Exercise aim:
Going through the entries below, count each line containing the word "head". Report the number only.
-------- Exercise input --------
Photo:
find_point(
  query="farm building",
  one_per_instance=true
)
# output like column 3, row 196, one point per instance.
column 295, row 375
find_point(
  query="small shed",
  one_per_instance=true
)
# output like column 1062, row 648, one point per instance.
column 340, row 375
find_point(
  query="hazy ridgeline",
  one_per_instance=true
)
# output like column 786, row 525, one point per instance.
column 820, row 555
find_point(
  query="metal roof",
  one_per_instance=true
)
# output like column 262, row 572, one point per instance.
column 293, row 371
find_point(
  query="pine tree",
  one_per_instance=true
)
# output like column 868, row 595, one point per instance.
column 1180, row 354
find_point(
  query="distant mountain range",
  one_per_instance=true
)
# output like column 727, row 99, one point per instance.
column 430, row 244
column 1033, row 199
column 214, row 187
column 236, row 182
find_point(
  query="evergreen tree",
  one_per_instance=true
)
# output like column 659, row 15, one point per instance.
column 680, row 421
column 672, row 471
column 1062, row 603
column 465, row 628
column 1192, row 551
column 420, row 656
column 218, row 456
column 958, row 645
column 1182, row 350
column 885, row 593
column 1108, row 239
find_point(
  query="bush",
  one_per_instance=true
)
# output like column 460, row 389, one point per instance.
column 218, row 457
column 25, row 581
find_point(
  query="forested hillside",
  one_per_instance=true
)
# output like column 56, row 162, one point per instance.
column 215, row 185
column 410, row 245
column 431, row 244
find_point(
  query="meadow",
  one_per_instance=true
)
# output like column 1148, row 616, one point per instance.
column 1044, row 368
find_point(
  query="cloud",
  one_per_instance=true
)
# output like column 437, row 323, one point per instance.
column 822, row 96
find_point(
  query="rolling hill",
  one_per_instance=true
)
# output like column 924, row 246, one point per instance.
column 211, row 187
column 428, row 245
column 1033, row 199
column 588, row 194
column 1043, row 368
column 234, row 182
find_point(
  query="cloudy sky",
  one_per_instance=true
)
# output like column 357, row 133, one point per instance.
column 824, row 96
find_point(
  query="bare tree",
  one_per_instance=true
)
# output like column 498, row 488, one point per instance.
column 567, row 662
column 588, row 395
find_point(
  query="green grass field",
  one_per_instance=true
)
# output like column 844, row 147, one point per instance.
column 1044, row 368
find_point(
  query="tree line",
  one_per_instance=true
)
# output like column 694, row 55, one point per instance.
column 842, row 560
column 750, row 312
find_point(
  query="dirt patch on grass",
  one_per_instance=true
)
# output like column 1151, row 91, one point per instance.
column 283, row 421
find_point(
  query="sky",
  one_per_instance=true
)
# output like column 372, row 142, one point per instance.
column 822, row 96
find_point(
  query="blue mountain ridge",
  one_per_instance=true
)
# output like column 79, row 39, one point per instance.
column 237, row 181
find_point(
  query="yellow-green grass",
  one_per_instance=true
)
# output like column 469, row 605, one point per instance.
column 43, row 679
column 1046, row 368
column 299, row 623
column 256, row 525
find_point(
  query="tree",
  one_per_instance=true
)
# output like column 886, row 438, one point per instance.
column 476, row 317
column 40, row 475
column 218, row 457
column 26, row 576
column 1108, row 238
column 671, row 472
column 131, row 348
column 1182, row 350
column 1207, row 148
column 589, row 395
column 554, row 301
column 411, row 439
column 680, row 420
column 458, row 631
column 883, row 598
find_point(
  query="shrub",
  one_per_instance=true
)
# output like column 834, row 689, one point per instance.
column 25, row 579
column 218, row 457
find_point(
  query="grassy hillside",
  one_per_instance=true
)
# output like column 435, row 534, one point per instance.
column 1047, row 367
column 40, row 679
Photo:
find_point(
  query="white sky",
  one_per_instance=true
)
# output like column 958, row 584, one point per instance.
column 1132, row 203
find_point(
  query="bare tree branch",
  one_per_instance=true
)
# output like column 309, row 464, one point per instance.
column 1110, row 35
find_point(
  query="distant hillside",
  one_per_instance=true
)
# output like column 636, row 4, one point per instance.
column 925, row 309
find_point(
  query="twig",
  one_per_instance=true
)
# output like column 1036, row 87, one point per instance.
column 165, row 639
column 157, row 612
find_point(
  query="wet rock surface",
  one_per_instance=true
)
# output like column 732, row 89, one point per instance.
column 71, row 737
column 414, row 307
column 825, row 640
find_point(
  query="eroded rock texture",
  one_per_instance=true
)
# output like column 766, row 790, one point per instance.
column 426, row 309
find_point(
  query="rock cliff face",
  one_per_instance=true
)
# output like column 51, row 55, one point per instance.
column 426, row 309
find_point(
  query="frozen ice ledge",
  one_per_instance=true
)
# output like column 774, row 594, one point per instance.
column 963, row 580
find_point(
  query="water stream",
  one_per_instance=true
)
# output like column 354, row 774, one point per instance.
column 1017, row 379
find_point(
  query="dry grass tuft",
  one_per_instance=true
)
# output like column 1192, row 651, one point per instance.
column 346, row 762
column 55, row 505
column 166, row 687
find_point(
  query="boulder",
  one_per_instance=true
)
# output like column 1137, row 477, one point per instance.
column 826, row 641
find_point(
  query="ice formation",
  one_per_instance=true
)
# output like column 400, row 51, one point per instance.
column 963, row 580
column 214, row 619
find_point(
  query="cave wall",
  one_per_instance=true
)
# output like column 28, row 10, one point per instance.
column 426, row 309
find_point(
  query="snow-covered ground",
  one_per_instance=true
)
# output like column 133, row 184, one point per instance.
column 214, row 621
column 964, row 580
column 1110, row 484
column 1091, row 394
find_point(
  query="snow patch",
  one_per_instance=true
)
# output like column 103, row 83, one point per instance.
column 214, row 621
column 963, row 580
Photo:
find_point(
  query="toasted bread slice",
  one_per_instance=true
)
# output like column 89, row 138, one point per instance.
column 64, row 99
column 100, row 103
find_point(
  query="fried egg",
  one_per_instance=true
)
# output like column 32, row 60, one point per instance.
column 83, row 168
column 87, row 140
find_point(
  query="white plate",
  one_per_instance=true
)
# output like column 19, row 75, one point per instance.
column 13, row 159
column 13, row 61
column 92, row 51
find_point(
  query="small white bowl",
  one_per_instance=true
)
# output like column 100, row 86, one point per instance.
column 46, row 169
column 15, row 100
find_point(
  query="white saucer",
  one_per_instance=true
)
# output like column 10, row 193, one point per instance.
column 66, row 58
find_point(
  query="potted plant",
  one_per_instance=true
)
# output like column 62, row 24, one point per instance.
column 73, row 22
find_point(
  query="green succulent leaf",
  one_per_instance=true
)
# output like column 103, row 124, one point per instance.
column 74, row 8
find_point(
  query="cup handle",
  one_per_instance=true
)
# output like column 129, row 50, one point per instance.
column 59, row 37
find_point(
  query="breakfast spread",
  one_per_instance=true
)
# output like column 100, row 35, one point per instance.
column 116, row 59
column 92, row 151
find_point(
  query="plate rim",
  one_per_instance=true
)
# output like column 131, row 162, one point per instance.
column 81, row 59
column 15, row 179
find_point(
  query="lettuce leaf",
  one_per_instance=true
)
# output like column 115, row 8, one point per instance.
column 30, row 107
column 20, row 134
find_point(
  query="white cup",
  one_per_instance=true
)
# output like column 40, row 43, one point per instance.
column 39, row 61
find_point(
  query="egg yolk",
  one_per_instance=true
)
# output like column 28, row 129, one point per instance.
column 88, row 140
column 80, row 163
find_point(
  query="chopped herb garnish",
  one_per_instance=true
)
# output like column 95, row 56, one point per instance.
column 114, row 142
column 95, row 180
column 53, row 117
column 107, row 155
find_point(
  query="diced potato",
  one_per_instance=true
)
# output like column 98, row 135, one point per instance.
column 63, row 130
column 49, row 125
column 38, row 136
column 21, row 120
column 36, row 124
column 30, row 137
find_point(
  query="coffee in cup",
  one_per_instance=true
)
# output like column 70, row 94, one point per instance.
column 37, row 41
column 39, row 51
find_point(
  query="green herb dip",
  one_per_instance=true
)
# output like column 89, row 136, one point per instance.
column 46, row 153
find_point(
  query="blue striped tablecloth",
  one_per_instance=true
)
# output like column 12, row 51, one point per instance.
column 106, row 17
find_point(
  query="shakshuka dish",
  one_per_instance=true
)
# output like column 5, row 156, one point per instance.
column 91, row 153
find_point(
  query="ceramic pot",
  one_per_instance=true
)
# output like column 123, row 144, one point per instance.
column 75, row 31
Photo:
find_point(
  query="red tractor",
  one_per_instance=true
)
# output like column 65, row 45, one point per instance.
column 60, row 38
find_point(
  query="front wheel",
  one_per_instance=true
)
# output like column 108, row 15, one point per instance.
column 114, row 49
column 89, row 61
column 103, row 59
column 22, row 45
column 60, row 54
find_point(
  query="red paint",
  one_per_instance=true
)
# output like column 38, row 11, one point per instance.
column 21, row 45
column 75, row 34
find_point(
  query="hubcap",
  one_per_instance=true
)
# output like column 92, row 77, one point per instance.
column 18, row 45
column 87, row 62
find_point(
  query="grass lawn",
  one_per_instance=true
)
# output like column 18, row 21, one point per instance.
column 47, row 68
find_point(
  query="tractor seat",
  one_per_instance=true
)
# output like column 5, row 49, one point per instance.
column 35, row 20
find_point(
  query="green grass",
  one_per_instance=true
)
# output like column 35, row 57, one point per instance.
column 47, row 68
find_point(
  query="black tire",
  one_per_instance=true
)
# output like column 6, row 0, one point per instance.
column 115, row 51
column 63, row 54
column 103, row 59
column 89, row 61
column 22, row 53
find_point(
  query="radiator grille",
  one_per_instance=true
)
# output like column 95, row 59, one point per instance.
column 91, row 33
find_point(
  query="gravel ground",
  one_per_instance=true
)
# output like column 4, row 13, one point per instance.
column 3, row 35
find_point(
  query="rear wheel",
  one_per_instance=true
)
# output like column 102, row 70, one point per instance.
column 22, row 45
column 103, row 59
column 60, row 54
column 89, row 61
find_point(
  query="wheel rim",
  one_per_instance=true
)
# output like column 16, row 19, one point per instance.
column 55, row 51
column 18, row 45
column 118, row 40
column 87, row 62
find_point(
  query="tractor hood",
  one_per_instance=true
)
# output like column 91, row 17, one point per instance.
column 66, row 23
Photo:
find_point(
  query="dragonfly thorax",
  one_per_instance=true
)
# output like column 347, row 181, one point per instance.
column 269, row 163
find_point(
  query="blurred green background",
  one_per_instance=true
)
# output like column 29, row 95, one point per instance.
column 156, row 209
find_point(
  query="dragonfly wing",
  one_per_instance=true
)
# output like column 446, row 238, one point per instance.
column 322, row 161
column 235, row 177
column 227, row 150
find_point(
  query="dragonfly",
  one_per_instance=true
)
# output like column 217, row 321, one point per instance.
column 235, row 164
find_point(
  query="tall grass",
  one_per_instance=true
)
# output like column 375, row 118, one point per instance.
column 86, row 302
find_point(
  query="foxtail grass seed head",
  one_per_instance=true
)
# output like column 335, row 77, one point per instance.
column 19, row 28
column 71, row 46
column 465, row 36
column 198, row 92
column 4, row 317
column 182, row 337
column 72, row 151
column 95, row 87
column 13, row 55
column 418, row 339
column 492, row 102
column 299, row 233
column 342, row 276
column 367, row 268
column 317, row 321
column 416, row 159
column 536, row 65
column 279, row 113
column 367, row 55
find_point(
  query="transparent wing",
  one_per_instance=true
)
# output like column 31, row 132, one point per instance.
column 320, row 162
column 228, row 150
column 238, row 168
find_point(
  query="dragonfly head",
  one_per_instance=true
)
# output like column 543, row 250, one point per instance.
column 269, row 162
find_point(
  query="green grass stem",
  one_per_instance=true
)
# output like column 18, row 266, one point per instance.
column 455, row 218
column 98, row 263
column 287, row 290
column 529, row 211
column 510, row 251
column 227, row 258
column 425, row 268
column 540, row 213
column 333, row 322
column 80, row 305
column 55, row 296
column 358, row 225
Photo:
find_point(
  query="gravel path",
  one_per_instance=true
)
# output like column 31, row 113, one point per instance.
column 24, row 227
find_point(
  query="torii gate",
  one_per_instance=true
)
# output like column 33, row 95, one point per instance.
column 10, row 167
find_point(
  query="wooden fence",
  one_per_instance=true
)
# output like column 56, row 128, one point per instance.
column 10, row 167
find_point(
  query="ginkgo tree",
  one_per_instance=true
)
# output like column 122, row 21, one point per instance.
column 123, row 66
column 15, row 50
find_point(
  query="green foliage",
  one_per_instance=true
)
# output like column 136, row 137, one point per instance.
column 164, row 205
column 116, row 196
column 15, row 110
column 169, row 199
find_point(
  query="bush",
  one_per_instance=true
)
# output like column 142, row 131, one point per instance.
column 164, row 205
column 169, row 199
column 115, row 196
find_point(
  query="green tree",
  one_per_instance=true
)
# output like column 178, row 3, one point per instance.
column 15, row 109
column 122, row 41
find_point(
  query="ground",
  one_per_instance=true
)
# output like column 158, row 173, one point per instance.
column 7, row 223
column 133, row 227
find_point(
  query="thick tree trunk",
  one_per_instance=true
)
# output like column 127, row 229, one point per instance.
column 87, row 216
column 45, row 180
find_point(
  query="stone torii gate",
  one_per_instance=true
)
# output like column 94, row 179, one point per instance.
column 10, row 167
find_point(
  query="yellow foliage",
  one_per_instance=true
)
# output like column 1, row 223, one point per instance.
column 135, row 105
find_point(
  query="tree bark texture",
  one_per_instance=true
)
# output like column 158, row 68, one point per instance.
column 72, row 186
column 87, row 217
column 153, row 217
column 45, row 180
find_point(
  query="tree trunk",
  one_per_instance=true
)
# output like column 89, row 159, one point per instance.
--------
Exercise solution:
2